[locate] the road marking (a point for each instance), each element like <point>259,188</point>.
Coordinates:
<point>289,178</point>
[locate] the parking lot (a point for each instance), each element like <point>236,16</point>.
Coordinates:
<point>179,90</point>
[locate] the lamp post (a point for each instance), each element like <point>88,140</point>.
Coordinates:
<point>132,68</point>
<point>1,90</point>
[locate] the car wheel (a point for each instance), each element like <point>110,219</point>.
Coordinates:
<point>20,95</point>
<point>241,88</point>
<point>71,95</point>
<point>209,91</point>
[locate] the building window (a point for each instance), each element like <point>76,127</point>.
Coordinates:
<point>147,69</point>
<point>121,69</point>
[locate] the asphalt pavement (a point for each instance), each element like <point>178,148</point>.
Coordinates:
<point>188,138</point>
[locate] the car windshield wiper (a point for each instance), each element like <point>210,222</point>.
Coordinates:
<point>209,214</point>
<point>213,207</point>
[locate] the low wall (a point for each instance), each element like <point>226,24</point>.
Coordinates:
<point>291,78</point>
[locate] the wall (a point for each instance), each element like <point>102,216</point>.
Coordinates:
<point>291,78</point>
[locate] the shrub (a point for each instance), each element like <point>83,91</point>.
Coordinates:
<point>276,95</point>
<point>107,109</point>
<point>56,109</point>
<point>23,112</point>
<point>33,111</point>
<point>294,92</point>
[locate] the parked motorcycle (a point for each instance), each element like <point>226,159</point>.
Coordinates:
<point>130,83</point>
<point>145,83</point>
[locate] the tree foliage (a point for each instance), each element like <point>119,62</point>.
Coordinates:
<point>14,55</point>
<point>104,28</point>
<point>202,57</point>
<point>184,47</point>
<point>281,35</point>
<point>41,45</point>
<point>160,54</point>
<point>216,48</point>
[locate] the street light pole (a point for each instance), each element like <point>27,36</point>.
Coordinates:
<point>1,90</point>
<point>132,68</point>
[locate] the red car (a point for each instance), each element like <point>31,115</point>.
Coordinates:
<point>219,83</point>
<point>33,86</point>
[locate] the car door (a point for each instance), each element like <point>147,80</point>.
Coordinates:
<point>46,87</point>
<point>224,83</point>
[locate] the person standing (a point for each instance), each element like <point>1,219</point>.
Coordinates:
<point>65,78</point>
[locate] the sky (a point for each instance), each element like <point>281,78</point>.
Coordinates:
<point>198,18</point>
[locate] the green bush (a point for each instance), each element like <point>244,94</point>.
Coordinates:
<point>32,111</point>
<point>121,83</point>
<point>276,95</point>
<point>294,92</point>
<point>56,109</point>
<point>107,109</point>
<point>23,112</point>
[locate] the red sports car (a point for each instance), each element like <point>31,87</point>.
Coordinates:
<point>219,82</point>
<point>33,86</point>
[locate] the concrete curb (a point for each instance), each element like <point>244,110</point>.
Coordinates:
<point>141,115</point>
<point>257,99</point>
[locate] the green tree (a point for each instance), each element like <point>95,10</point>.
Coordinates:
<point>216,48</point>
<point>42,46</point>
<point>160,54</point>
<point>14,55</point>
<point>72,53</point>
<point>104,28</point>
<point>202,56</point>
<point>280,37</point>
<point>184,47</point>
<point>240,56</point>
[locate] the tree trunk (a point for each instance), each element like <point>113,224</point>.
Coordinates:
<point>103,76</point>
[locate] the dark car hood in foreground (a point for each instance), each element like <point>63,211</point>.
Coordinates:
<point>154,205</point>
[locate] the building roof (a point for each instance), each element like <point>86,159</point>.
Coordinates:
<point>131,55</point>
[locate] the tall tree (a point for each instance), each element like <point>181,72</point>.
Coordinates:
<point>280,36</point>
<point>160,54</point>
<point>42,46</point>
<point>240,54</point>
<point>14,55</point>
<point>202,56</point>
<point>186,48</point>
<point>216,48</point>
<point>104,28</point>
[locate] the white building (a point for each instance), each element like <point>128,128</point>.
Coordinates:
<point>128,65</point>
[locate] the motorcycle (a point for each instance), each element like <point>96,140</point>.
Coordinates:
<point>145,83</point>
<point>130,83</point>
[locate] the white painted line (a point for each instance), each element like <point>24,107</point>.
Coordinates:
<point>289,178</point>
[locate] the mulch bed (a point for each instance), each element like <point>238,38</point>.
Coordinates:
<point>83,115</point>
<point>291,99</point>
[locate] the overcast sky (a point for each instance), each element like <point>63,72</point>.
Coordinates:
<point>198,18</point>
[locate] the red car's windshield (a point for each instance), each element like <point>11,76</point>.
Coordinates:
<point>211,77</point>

---*---

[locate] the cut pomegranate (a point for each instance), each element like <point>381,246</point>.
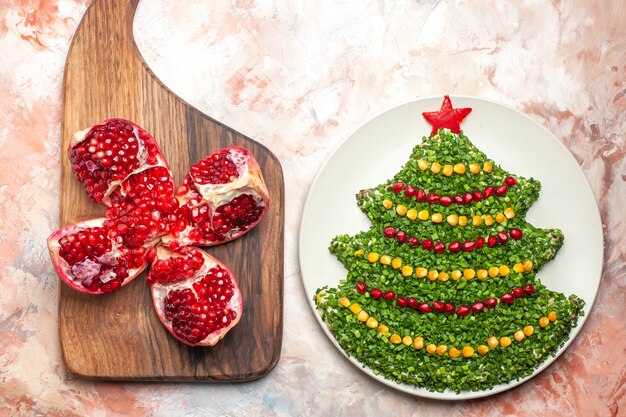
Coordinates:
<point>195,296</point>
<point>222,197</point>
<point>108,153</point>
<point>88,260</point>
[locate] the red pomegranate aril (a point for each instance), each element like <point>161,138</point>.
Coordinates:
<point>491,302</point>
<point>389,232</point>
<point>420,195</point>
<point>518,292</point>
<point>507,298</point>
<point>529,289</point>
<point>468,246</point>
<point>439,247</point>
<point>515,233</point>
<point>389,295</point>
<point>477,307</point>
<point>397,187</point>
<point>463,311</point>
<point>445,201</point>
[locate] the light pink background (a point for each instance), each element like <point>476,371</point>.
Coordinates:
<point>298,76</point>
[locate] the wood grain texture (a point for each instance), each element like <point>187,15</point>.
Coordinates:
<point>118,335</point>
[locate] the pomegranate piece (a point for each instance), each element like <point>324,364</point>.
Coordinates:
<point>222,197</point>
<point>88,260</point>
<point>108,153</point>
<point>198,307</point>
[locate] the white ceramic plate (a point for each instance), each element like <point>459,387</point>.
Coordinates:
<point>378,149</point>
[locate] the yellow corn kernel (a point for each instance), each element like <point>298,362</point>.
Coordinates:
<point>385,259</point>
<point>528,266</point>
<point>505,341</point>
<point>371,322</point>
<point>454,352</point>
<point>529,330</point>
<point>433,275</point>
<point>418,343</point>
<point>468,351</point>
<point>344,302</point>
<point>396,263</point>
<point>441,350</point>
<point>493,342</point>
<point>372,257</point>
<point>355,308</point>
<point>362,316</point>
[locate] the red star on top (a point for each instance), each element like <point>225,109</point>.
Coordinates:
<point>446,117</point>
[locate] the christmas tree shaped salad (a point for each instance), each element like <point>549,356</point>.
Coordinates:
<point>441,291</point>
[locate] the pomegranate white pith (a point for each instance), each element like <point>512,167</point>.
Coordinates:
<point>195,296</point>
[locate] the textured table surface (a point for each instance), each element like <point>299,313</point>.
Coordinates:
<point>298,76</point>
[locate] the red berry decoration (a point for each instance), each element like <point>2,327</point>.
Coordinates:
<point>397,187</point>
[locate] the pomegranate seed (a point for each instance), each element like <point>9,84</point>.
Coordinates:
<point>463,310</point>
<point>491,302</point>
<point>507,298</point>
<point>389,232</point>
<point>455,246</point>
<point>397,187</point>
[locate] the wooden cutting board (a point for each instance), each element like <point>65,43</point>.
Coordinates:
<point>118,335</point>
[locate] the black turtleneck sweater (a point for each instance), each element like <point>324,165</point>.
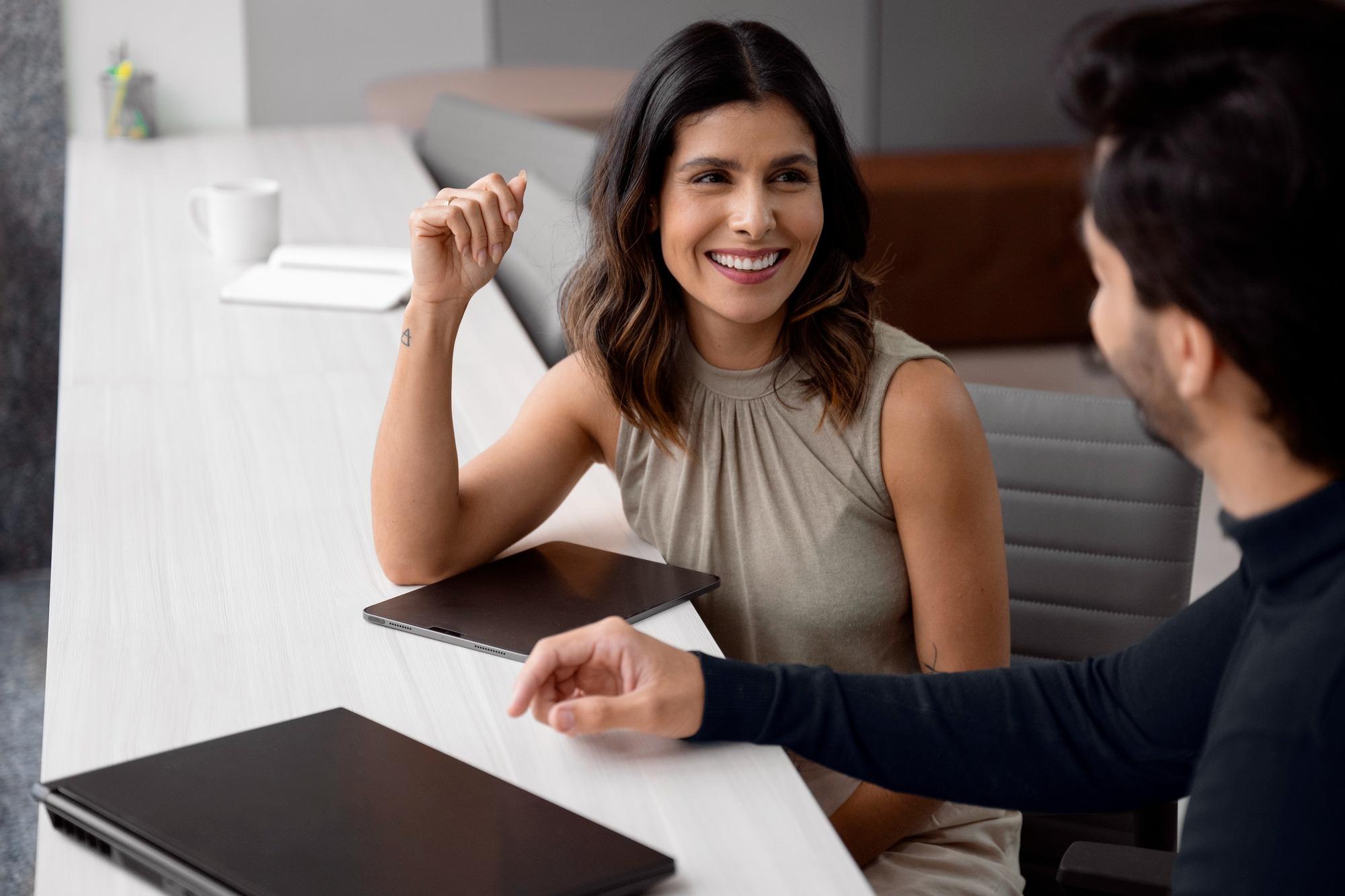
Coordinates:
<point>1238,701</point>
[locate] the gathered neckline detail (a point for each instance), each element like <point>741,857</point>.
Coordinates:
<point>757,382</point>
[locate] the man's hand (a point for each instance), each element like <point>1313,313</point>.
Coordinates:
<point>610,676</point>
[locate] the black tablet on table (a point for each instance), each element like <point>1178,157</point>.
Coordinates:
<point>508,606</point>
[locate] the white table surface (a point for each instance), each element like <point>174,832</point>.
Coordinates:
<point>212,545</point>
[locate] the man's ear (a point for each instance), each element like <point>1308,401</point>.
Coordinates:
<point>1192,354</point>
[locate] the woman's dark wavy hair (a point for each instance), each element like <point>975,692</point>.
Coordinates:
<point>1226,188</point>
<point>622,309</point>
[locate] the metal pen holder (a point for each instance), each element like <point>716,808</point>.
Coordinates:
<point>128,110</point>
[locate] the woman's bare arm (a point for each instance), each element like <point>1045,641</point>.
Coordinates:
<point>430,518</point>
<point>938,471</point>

---*---

**Task directions**
Show all lines from the data that contain "light".

**Expected output**
[locate] the street light pole (a point for each instance), each element like <point>27,36</point>.
[locate] the light pink background (a point for each instance), each element like <point>476,371</point>.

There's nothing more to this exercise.